» WRITTEN PROBLEM:
All records must be quoted exactly. Omit the pictures.

» Named object pointing entries:

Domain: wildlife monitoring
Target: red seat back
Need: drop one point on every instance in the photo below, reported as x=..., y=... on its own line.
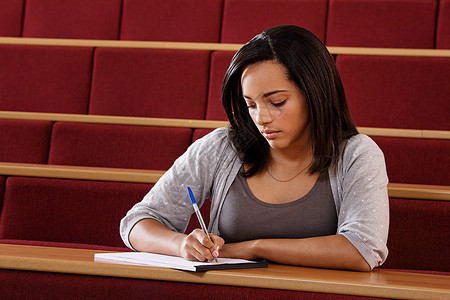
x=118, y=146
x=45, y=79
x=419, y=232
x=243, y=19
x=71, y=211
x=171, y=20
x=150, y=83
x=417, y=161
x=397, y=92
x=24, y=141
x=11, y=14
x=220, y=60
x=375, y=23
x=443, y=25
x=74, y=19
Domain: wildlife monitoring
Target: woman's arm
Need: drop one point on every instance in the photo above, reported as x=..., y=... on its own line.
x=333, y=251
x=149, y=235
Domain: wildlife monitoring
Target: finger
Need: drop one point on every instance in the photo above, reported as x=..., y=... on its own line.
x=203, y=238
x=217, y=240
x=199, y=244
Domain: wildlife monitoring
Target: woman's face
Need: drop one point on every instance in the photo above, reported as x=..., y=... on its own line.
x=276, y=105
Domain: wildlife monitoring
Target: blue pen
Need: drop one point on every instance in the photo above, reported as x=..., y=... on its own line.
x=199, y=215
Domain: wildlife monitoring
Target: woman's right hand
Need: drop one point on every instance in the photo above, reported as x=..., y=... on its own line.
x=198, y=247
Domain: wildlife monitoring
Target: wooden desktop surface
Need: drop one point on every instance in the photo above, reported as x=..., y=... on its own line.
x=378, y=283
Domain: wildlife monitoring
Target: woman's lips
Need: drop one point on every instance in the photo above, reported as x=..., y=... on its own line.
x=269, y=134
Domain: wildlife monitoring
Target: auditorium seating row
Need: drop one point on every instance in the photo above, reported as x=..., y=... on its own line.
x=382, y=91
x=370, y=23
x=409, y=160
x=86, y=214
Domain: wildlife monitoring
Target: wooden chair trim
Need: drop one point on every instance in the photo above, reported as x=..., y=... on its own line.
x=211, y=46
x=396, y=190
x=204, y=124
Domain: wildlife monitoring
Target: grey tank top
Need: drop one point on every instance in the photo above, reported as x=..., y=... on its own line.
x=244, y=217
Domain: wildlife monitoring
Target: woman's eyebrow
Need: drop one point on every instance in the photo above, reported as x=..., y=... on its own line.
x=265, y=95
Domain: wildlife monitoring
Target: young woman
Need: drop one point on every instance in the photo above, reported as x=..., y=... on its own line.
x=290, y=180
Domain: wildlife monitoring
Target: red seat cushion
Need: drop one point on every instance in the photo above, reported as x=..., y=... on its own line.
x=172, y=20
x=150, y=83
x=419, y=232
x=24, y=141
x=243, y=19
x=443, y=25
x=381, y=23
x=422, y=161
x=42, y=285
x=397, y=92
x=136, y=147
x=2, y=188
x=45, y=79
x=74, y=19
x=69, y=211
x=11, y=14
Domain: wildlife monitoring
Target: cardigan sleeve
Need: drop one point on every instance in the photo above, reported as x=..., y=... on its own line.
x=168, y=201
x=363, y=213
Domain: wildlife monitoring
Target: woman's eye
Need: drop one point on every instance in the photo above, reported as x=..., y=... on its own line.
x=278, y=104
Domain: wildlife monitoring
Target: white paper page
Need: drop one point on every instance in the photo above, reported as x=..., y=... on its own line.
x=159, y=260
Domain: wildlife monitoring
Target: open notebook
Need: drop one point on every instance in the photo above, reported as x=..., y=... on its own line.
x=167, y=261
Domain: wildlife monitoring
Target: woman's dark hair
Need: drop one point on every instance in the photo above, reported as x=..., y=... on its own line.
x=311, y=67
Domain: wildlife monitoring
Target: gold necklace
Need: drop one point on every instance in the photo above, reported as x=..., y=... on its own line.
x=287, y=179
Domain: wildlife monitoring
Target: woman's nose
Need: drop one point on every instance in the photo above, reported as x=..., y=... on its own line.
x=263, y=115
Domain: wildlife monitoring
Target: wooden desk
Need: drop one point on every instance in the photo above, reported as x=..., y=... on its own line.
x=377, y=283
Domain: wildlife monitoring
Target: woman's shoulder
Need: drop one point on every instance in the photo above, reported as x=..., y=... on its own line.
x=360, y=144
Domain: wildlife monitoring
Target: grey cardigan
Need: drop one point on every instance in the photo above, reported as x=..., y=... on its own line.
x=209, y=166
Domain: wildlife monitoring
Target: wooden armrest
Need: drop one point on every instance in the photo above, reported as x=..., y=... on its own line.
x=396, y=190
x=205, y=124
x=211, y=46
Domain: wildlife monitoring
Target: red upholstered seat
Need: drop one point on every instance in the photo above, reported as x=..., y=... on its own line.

» ANSWER FOR THE TASK:
Domain: wildlife monitoring
Target: red seat back
Need: drop one point on every instance in the photo below, reported as x=..., y=... on its own line.
x=118, y=146
x=45, y=79
x=419, y=232
x=243, y=19
x=71, y=211
x=171, y=20
x=150, y=83
x=417, y=161
x=397, y=92
x=24, y=141
x=11, y=14
x=220, y=60
x=375, y=23
x=443, y=25
x=74, y=19
Domain: wildlife monitoring
Target: woman's arm
Need: drop one point on every instance in the photo above, reported as x=..., y=... on its own line.
x=333, y=251
x=149, y=235
Domain: wildlife monitoring
Target: finger
Need: drop one point on every instance in the photo above, reported as x=..., y=... on its own line.
x=203, y=238
x=217, y=240
x=199, y=244
Domain: wildlife monitoring
Target: woman's face
Need: drop one point on every instance in the photo above, reported as x=..., y=... on its own line.
x=276, y=105
Domain: wildlife monitoring
Target: blue pen
Need: drop one point on every instance in the photo above, reported as x=..., y=... on its own line.
x=199, y=215
Domain: wildlife monitoring
Target: woman's right hand
Need: drop one point on every instance in the photo above, reported as x=..., y=... on its own line.
x=198, y=247
Domain: wildlife monitoring
Target: wooden desktop surface
Need: drop one point on every instance in the photo above, reported as x=..., y=... on its own line.
x=378, y=283
Domain: wildlife monitoring
Target: woman's lips
Need: drop one point on every instance in the photo above, reported as x=..., y=... on its own line.
x=269, y=134
Domain: wildlife monitoring
Target: auditorium seating row
Need: drop one point on every instance in the photo above, reported as x=..., y=... on its own line.
x=382, y=91
x=370, y=23
x=409, y=160
x=86, y=214
Domain: wildlife monitoring
Target: wooden chair trim
Need: drop one point on every instance in the photo above, reported as x=..., y=... on its own line.
x=211, y=46
x=396, y=190
x=204, y=124
Domain: wildlife monitoring
Target: grey tank top
Need: drop one point on every instance in the photo above, reported as x=..., y=... on its own line.
x=244, y=217
Domain: wildlife monitoring
Target: woman's eyebrow
Need: drop one point on every instance in the photo above, reported as x=..., y=... on its own line.
x=265, y=95
Domain: wildlife monitoring
Target: young woman
Need: drop one point on every instance in the photo above, reported as x=..., y=... on its own line.
x=290, y=180
Domain: wildlife monitoring
Target: red seat cushion
Need: drop one point on every instance in the photo above, reported as x=..., y=... on its own line.
x=172, y=20
x=150, y=83
x=419, y=232
x=24, y=141
x=243, y=19
x=443, y=25
x=381, y=23
x=422, y=161
x=42, y=285
x=397, y=92
x=136, y=147
x=2, y=188
x=45, y=79
x=74, y=19
x=69, y=211
x=11, y=14
Domain: wildlife monitoring
Target: cardigan sleeve
Need: drop one point on every instance in the photo above, reported as x=..., y=... on its own line.
x=168, y=201
x=363, y=213
Domain: wildlife monitoring
Target: woman's eye
Need: drop one point on every instance in the photo above, reported as x=..., y=... on its own line.
x=278, y=104
Domain: wildlife monitoring
Target: white paper page
Need: drop one point on every instance in the photo above, reported as x=..., y=... on its own line.
x=159, y=260
Domain: wildlife monitoring
Target: open notebook
Need: drop one point on every instance in the photo above, reported as x=..., y=... on its own line.
x=167, y=261
Domain: wildlife monitoring
Target: woman's dark hair
Need: drop one point on every instance in the photo above, reported as x=..., y=... on its own line.
x=311, y=67
Domain: wildlife monitoring
Target: gold necklace
Need: drop one point on every instance in the photo above, reported as x=..., y=... on its own line.
x=287, y=179
Domain: wildlife monitoring
Target: woman's nose
Need: drop one point on every instance in the photo above, reported as x=..., y=... on its own line.
x=263, y=115
Domain: wildlife monitoring
Target: wooden desk
Need: drop one point on every instance in the photo above, reported as x=..., y=... on its own line.
x=377, y=283
Domain: wildlife monitoring
Target: woman's shoulder
Need: drop one point on every instance in the photo above, reported as x=..., y=... on its own line.
x=360, y=144
Domain: wildlife monitoring
Target: grey cardigan
Need: drop one point on every instance in the photo above, reported as x=..., y=... on its own line.
x=209, y=166
Domain: wildlife monitoring
Target: wooden armrest
Need: drop one point on every instance in the photo above, reported as x=..., y=... on its own line.
x=396, y=190
x=205, y=124
x=211, y=46
Domain: wildlife monitoring
Target: red upholstered seat
Need: drop one point on every instance in the photo above, reported as x=..., y=... on its own line.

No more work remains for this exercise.